=== Selected extract ===
-*-

2 Problem Formulation

In the present work, we propose a near real-time system employing an interval based programming approach for nodal tracking over distributed live streams or databases using a non-parametric supervised classification technique. The present work simulates the proposed approach with facial tracking over unconstrained geo-spatial subspaces owing to enhanced relative generality and reliability, while stating that similar work shall be extended to other vision based applications with relative ease. The system we propose seeks to leverage the particular computational prowess of large scale processing engines in applications involving reuse of working set across parallel operations [12] while assuring fault tolerance, consistency and seamless integration with batch processing, all which are critical considerables for scalable and reliable execution.

-*-

=== Recorded data ===
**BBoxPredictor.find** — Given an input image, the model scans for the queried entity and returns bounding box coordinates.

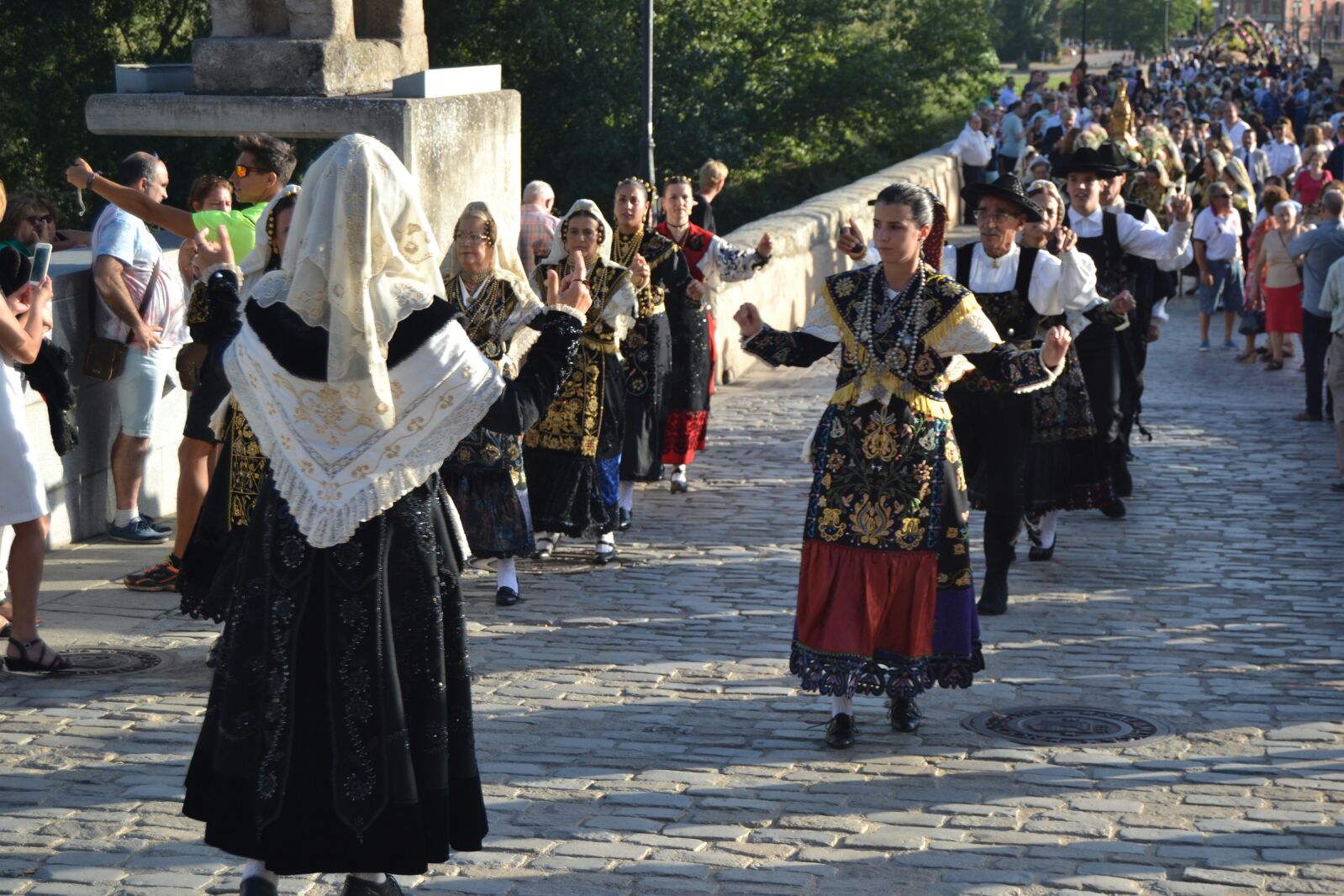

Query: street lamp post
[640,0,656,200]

-*-

=== The tasks ===
1) In the problem formulation, what application does the present work use to simulate the proposed approach?
2) Write the next part of the problem formulation passage, starting after its last sentence.

=== The responses ===
1) Facial tracking over unconstrained geo-spatial subspaces.

2)
3 Proposed System

The proposed system is used to achieve near real-time, efficient tracking of individuals over large geographical subspaces. The system constituents can be largely characterised as A Master Node, Worker Nodes, Camera Nodes and Request Tracking Node. A high level overview of the system architecture has been depicted in Fig. 1. The stages in the pipeline are

• Feature Generation

• Facial Identification

We utilize spark streaming, from the Apache Spark stack, as a core component for streaming computation tasks. The system defines multiple input streams obtained by receiving records feed directly from client or by interval defined loading from external data storage file systems, where it may be placed by a log collection system [13]. The feature generation stage is represented in Fig. 2. Facial Extraction and Component Definition is done using a region based Single Shot Detector [6]. The fast processing speed, 30–35 fps, and efficiency at various aspect scales enabled segregation of the components. The feature vectors are generated by passing the concatenated component vectors through the CAE. The feature vectors generated as a result of the computation associated with the previous phase are stored in the spark database distributed optimally over the worker nodes by the master. The database is characterised by 2 major tables \(T_1\) and \(T_2\). \(T_1\) contains tuples of unique human faces identified or obtained from organizational records with attributes: human id, feature vector. \(T_2\) characterises the occurrences of the human faces at different nodes as unique tuples, having attributes as: auto id, human id, node id, timestamp. This facilitates querying over the table using a nearest neighbor approach to identify the individual.

Fig. 1.

Overall System Architecture - The \(j^{th}\) camera node with unique IP on the local network, of \(i^{th}\) block transmits the live feed to the block worker via network switch for the block. Apache Worker kept at control room of \(i^{th}\) block receives live feeds from all cameras are fed to Apache Spark Worker. For every face detected in the frame, the computation flow takes place as discussed in Fig. 2.

Fig. 2.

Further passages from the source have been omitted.